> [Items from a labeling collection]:

* * * * * * * * *

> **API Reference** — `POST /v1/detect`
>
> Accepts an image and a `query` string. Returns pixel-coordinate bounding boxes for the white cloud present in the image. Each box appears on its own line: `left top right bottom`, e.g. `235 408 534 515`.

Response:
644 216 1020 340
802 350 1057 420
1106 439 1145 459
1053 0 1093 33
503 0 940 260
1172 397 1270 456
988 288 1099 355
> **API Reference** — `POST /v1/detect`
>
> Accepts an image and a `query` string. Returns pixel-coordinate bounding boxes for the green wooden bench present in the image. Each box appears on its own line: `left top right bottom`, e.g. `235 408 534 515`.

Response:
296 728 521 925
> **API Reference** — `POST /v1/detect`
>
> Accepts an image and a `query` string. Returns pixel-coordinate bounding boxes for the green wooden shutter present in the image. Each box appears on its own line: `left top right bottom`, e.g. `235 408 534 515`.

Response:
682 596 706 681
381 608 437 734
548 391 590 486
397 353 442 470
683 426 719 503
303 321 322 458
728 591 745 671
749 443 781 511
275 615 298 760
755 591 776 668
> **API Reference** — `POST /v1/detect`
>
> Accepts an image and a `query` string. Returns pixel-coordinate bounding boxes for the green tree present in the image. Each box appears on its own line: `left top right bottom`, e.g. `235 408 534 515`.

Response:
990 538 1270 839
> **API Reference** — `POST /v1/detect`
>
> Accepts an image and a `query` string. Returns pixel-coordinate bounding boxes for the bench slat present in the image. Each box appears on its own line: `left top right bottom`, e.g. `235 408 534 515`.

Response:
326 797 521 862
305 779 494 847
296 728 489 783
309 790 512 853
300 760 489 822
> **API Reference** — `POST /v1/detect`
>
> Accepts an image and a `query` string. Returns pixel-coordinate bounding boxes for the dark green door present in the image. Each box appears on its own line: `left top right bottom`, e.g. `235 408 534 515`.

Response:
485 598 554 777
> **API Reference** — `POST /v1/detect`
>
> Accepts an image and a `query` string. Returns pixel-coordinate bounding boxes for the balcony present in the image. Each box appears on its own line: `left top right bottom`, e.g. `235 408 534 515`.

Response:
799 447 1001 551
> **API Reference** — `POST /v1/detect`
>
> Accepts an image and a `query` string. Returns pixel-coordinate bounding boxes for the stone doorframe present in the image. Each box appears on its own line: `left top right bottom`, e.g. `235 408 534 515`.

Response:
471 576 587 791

* * * * * * * * *

> [DIRECTIVE]: Copy the records above from the start through the line containing "1106 439 1145 459", including the requests. In the answers, shift every bounding box coordinate by -99.

> [EXERCISE ANSWER]:
> **API Reference** — `POST /v1/detect`
>
> Accepts an image and a `query` string. Returns pixel-coordinate bounding boxes for the white cloud present in the image. Each box appears on its own line: `left top right bottom`, e.g. `235 408 534 515`.

Response:
545 117 921 241
703 251 958 321
1007 340 1046 360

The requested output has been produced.